+++ Input for this task +++

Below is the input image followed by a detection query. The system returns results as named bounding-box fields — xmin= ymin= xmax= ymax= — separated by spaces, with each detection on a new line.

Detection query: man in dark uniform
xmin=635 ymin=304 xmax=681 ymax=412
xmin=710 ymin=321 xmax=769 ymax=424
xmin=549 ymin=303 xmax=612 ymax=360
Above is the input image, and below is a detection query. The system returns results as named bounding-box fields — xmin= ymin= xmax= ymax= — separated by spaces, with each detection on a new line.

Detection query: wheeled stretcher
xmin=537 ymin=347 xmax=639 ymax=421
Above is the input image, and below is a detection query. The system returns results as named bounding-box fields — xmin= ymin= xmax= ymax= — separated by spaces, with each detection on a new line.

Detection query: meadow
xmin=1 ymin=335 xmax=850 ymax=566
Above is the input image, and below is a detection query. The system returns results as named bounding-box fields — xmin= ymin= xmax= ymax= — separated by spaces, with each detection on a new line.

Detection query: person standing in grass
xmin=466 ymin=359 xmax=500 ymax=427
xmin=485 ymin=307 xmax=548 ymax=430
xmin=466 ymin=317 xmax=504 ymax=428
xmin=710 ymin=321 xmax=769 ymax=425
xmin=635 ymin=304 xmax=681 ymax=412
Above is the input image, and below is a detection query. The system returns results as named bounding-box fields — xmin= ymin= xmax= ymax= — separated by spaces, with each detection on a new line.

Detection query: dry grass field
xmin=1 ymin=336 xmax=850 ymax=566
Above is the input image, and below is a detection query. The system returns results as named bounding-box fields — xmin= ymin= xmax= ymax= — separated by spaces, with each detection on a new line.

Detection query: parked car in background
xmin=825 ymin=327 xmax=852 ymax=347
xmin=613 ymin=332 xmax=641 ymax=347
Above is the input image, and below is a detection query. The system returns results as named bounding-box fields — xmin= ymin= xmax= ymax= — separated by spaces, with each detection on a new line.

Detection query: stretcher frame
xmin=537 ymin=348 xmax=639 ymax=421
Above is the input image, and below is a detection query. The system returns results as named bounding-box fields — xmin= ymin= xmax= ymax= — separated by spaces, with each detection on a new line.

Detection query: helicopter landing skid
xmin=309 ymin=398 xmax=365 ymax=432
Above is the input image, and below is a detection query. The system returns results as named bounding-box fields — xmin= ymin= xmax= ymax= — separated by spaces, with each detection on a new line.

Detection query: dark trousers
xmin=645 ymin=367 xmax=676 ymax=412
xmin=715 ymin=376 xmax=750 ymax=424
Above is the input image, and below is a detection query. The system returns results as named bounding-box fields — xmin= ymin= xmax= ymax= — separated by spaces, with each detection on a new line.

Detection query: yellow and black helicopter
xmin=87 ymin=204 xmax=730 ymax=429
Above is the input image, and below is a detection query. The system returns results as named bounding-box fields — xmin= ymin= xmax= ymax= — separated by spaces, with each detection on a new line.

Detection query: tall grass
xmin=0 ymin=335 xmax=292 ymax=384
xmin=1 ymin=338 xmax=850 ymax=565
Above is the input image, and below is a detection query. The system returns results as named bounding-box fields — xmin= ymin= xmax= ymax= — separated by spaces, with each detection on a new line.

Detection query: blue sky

+++

Repeat the entries above exactly, leaving nothing out.

Below is the input image followed by a detection query. The system returns results as named bounding-box fields — xmin= ymin= xmax= ymax= — separated by spaces, with each detection on a new line.

Detection query: man in dark uniform
xmin=635 ymin=304 xmax=681 ymax=412
xmin=710 ymin=321 xmax=769 ymax=424
xmin=549 ymin=303 xmax=612 ymax=360
Above is the input image, and below is a detection query. The system returns results as named bounding-box fields — xmin= ymin= xmax= ymax= — separated by spaces, with each detection on a new line.

Detection query: wheeled stretcher
xmin=537 ymin=347 xmax=639 ymax=421
Above is the input image, and below is a detection query. The system returns results as named bounding-box fields — xmin= ymin= xmax= ymax= — separated by spaces, with each detection on a new line.

Detection query: meadow
xmin=1 ymin=335 xmax=850 ymax=566
Above is the input image, and below is a detection query. The system returns results as named bounding-box fields — xmin= ymin= xmax= ymax= — separated by spaces, with each detection on a new line.

Detection query: person standing in grass
xmin=466 ymin=359 xmax=500 ymax=427
xmin=485 ymin=307 xmax=548 ymax=430
xmin=466 ymin=317 xmax=504 ymax=428
xmin=710 ymin=321 xmax=769 ymax=425
xmin=635 ymin=304 xmax=681 ymax=412
Above is the input image, and below is a detection query. The system returns results as named bounding-box fields — xmin= ymin= xmax= ymax= — separated by spaces, with each detection on a new line.

Detection query: dry grass field
xmin=1 ymin=336 xmax=850 ymax=566
Above is the input image, and below is a detection query. The system returns results as named bounding-box fields — xmin= ymin= xmax= ymax= — separated by spaces, with each detection on a new line.

Detection query: parked car in background
xmin=825 ymin=327 xmax=852 ymax=347
xmin=613 ymin=332 xmax=641 ymax=347
Above is the input image, and below is a detection query. The system returns results as named bounding-box fields — xmin= ymin= xmax= ymax= — separated by spaces, with each detection on a new line.

Detection query: stretcher frame
xmin=537 ymin=348 xmax=639 ymax=421
Above is the input image, and below is a detection query. The system returns results as named bounding-box fields — xmin= ymin= xmax= ymax= — separated by spaces, with each detection on a new line.

Detection query: helicopter landing skid
xmin=309 ymin=398 xmax=365 ymax=432
Above is the input image, and below is a detection query. The system returns results as named bounding-box fields — xmin= ymin= xmax= ymax= — separated by spaces, with each detection on a new line.

Detection query: dark trousers
xmin=645 ymin=367 xmax=676 ymax=412
xmin=715 ymin=376 xmax=750 ymax=424
Above is the input image, and below is a detection query. The system returns results as named bounding-box fields — xmin= ymin= xmax= ymax= — separated by spaces, with each detection on a new line.

Detection query: yellow and black helicopter
xmin=87 ymin=204 xmax=730 ymax=429
Above is the input image, and below is a detection query. The system returns results as named bounding-box fields — xmin= ymin= xmax= ymax= — separated by spaces, with each detection on a new line.

Detection query: tall grass
xmin=0 ymin=335 xmax=292 ymax=384
xmin=1 ymin=338 xmax=850 ymax=565
Above is the input image, and below is a detection query. The system returns results as named bounding-box fields — xmin= ymin= xmax= ymax= — separated by spaces, with each detection on a new line.

Detection query: blue sky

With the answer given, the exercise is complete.